- **Written instruction 1**
List every line of the records below that contains the word "skin".

- **Quoted text**
Add QDQ scale propagation pass (#713)

javier-intel · web-flow · commit e2ec2b38696f · 2025-07-03T16:02:04.000+05:30
* Add pass to perform QDQ stripping and propagate scales

* Fix disconnected outptu node

* Fixes to support session.disable_quant_qdq output, remove dangling nodes and duplicate DQ nodes

* Fix lack of scales updates and remove stray QDQ nodes in certain models

* Address issues with Linux CI

* Fix for double QDQ issue
diff --git a/cmake/onnxruntime_providers_openvino.cmake b/cmake/onnxruntime_providers_openvino.cmake
@@ -49,7 +49,7 @@
   endif()
   add_dependencies(onnxruntime_providers_openvino onnxruntime_providers_shared ${onnxruntime_EXTERNAL_DEPENDENCIES})
   target_include_directories(onnxruntime_providers_openvino SYSTEM PUBLIC ${ONNXRUNTIME_ROOT} ${CMAKE_CURRENT_BINARY_DIR} ${OpenVINO_INCLUDE_DIR} ${OPENVINO_INCLUDE_DIR_LIST} ${PYTHON_INCLUDE_DIRS} $ENV{OPENCL_INCS} $ENV{OPENCL_INCS}/../../cl_headers/)
-  target_link_libraries(onnxruntime_providers_openvino ${ONNXRUNTIME_PROVIDERS_SHARED} Boost::mp11 ${OPENVINO_LIB_LIST} ${ABSEIL_LIBS} Eigen3::Eigen)
+  target_link_libraries(onnxruntime_providers_openvino ${ONNXRUNTIME_PROVIDERS_SHARED} Boost::mp11 ${OPENVINO_LIB_LIST} ${ABSEIL_LIBS} Eigen3::Eigen onnx_proto)
 
   target_compile_definitions(onnxruntime_providers_openvino PRIVATE FILE_NAME=\"onnxruntime_providers_openvino.dll\")

- **Exercise materials**
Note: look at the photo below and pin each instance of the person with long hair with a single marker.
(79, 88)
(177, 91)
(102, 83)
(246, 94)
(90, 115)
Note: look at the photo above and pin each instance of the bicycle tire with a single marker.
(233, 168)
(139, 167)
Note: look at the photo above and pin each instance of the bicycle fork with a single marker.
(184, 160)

---

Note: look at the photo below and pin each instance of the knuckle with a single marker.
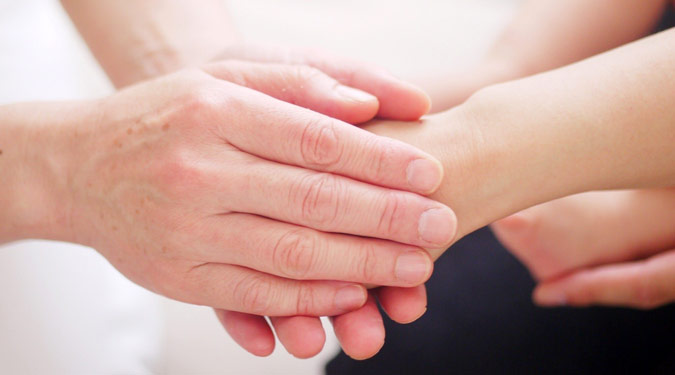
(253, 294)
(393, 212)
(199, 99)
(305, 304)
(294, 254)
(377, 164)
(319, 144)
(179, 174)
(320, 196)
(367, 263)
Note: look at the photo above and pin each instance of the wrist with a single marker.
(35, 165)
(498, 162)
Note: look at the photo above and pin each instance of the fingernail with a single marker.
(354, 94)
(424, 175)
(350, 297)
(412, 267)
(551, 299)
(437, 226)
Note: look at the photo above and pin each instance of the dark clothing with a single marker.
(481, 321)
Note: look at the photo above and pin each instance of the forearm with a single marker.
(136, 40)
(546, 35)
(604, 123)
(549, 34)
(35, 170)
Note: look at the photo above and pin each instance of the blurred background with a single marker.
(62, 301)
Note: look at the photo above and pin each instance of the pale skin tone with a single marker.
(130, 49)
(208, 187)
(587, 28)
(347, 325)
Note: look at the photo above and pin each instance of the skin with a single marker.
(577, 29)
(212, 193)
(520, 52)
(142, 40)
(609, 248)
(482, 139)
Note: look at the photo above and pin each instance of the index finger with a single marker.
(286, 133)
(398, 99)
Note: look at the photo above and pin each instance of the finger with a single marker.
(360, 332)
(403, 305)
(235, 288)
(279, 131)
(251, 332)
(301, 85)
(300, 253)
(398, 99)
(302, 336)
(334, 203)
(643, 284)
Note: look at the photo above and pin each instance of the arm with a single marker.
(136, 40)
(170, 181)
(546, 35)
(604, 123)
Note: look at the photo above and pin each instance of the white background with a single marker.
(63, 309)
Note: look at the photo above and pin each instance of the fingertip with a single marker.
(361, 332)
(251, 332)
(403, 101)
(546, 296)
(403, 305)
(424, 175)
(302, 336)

- **Written instruction 2**
In the commit above, which library does the changed line add to the end of the target_link_libraries call?

- **Correct output 1**
Note: look at the photo above and pin each instance of the pale skin tone with a single marker.
Note: look at the photo above and pin each instance of the skin with a single marker.

- **Correct output 2**
onnx_proto